- Page excerpt -
++++++++
This photo is blurry when taken while moving when it was captured.  Check out the look on his face! He looks worried. We keep our distance. Wild monkeys are known to bite humans and carry many diseases including Zika virus which has been prevalent in Bali for many years, not only just recently.

The funny aspect to these charges is the low cost for all of these products and services along with the huge amount of local currency required to make these purchases based on the exchange rate. The required denominations for the currency is astounding and was confusing the first day or so.

Another confusing part is the fact that we, nor any other traveler, can get more than about IDR $4,000,000, US $301 at any given visit to an ATM. This is based on rampant illegal activity in Bali.  As a result the machines are set only to dispense a certain amount of cash from each ATM which varies from location to location.

An ornate house along the road to the village.

This requires that we’ll need to get cash much more often than in the past when we freely used credit cards for most purchases. We’re figuring it out as we go. Most tourists come to Bali, staying in resorts where none of the above cash expenditures would be necessary. 

The beautiful difference for us as opposed to staying in a hotel or resort is we have an exquisite house all to ourselves, professionally prepared meals, a daily pool and landscape guy, a driver and two lovely dedicated housekeepers and cooks who serve our every need. 

This house, owned by a local property tycoon is elaborate in its Hindu design.
++++++++
[Stored items from a collection]
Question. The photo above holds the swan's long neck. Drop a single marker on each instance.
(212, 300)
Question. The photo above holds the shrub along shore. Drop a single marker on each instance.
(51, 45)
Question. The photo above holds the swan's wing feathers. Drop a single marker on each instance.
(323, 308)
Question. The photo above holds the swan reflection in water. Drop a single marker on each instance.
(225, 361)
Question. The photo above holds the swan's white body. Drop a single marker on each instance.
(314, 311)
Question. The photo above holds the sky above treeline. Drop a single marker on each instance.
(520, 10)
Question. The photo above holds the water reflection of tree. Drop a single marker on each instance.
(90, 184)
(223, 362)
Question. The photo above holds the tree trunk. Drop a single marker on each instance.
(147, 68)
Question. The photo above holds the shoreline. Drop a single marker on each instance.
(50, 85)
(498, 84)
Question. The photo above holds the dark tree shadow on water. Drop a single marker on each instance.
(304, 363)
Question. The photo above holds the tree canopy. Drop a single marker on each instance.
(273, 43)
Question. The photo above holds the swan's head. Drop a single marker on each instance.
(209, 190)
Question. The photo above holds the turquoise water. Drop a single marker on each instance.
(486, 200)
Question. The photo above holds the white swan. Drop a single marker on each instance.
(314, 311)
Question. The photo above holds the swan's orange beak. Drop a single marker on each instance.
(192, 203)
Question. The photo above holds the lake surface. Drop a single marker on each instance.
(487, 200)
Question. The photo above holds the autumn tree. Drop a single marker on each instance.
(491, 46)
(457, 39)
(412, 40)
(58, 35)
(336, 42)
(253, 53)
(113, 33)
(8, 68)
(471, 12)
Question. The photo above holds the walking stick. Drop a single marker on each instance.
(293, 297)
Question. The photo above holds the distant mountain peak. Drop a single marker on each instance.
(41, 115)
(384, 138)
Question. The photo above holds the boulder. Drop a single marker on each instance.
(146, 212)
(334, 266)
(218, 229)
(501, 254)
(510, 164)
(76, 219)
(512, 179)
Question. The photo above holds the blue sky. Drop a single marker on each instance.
++++++++
Answer these questions from the Bali excerpt:
(a) Which virus does the excerpt say has been prevalent in Bali for many years?
(b) About how much cash can a traveler get per ATM visit, in rupiah and in US dollars?
(c) Who owns the house with the elaborate Hindu design?

(a) Zika virus
(b) About IDR 4,000,000, or US $301
(c) A local property tycoon